--- 本文抜粋 ---
意外と不調?イケア・ジャパンの巻き返し策 8年ぶり大幅値下げでニトリ・無印を追う
売り上げと出店ペースが伸び悩む中、2013年度に87億円あった営業利益も、2016年度には5分の1未満の16億円まで激減した。営業利益率は2.2%で、イケアグループ全体の12.8%から大きく見劣りする。
イケア・ジャパンはなぜここまで苦戦しているのか。2016年8月に社長に就任したヘレン・フォン・ライス氏は、「他社との競争が激化している。特にニトリの拡大が著しい」と話す。
北海道発祥のニトリは、1987年度(1988年2月期)から30期連続で増収増益を達成。売上高5129億円、営業利益857億円、営業利益率16.7%を誇る日本最大の家具小売りチェーンだ。2017年度も増収増益を見込む。国内では47都道府県すべてに進出済み。店舗数は小型「デコホーム」業態を含めると400店を超え、年間40~50店の驚異的なハイペースで拡大を続けている。
生活雑貨が主体の「無印良品」を展開する良品計画も家具事業の強化に余念がない。完全子会社で家具を販売するイデーの運営会社を9月に吸収合併する計画だ。国内の店舗数はこちらも400店以上だ。
大幅値下げでライバルに対抗
“和製”大手の台頭を前に、イケア・ジャパンはどう戦っていくのか。
「低価格は購入してもらうための最も重要な要素だ」
--- 入力データ ---
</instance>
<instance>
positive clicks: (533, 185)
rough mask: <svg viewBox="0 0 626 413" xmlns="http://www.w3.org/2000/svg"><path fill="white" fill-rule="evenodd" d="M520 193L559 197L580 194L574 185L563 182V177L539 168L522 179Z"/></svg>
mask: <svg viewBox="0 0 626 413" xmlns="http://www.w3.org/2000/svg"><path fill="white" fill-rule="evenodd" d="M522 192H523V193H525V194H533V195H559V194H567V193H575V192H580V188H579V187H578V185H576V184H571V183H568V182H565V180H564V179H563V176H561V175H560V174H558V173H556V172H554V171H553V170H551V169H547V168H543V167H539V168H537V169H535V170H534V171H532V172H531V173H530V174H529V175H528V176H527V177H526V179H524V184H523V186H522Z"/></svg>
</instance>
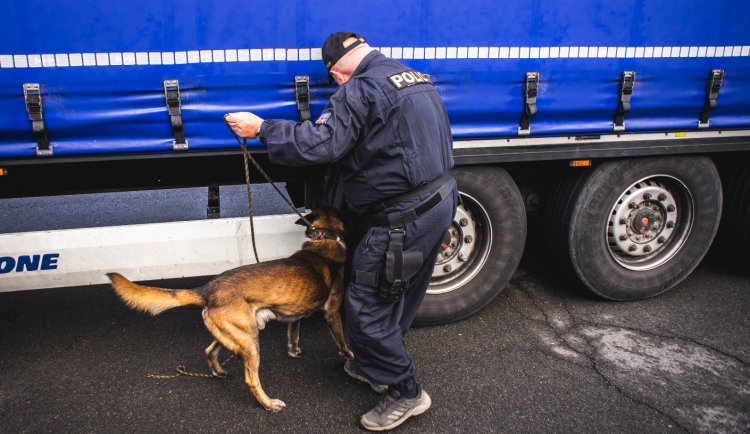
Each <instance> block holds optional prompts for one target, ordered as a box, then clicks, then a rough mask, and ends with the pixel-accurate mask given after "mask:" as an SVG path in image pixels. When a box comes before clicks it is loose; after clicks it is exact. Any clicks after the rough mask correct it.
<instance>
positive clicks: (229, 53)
mask: <svg viewBox="0 0 750 434" xmlns="http://www.w3.org/2000/svg"><path fill="white" fill-rule="evenodd" d="M226 53H227V54H226V61H227V62H236V61H237V50H226Z"/></svg>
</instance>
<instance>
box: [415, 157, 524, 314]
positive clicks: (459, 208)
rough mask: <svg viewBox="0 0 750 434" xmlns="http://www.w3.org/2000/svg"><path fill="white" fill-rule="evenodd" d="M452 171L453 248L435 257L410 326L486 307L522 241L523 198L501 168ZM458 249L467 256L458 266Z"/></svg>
mask: <svg viewBox="0 0 750 434" xmlns="http://www.w3.org/2000/svg"><path fill="white" fill-rule="evenodd" d="M454 172H455V174H456V180H457V181H458V190H459V192H460V193H461V197H462V200H463V202H464V203H463V204H462V205H461V206H459V209H458V210H457V212H456V218H455V219H454V223H453V225H452V228H451V231H452V232H455V233H454V234H453V235H452V236H453V240H454V241H455V243H456V246H455V247H457V248H458V249H456V250H457V251H456V252H451V254H450V255H449V257H448V258H443V257H441V256H440V255H439V256H438V261H437V264H436V269H435V272H434V273H433V277H432V280H431V283H430V287H429V288H428V290H427V294H426V295H425V298H424V301H423V302H422V305H421V307H420V309H419V312H418V313H417V315H416V317H415V319H414V322H413V324H414V325H416V326H432V325H440V324H448V323H451V322H455V321H459V320H461V319H464V318H466V317H468V316H471V315H472V314H474V313H476V312H477V311H479V310H480V309H482V308H483V307H484V306H486V305H487V304H488V303H490V302H491V301H492V300H493V299H494V298H495V297H496V296H497V295H498V294H500V292H502V290H503V288H505V286H506V285H507V283H508V282H509V281H510V278H511V277H512V276H513V273H514V272H515V271H516V268H517V267H518V264H519V262H520V260H521V256H522V254H523V249H524V246H525V243H526V211H525V207H524V203H523V199H522V197H521V193H520V191H519V190H518V187H517V186H516V184H515V182H514V181H513V179H512V178H511V176H510V175H509V174H508V172H506V171H505V169H503V168H501V167H493V166H463V167H458V168H456V169H455V170H454ZM462 219H466V221H465V222H464V223H465V225H464V226H462V222H461V220H462ZM467 234H468V236H469V237H471V238H469V239H468V241H469V244H466V241H467V238H466V236H467ZM468 247H471V248H468ZM462 251H463V252H464V253H465V254H466V255H467V260H466V261H465V262H463V263H461V262H459V261H458V260H457V259H456V257H457V256H458V255H459V254H461V252H462ZM446 265H451V270H450V271H449V272H446V271H445V270H444V269H443V268H442V267H445V266H446ZM453 265H458V267H453Z"/></svg>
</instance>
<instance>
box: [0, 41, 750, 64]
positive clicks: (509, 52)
---
**指示:**
a – イケア・ジャパンに関する記事によると、ニトリは何期連続で増収増益を達成したか。
b – イケア・ジャパンに関する記事で、同社の苦戦の理由を社長はどう説明しているか。1～3文でまとめよ。
c – イケア・ジャパンの巻き返し策を扱った記事を、最後の一文の後から書き継げ。
記録はこの作業には関係しない。

**各問の解答:**
a – 30期連続。

b – 2016年8月に社長に就任したヘレン・フォン・ライス氏は、他社との競争が激化していることを理由に挙げている。特にニトリの拡大が著しいと述べている。

c –
戦略にまず掲げたのは価格訴求だ。ライス社長は景気が回復基調でも割安な商品を求めるニーズは高いとみる。売れ筋の3万9990円の2人掛けソファを1万円引きの2万9990円に。実に25%の値引きだ。2万4990円のダイニングテーブルを1万7990円に。フランス製のボウルを89円から69円に――。全商品の1割近くにあたる886品目を平均で22%値下げする。
日本での数百もの商品の一斉値下げは、2009年8月に1450商品を平均25%値下げして以来、2回目だ。「工場から物流センター、店舗に至るまで、あらゆる場所で小さなコスト改善を積み重ねた成果」(ライス社長)だという。
商品面でも差別化を図る。海外の著名デザイナーとのコラボ商品や、犬・猫用のソファベッドといったペット家具など、独自性の高い新商品を10月以降、次々と投入する予定だ。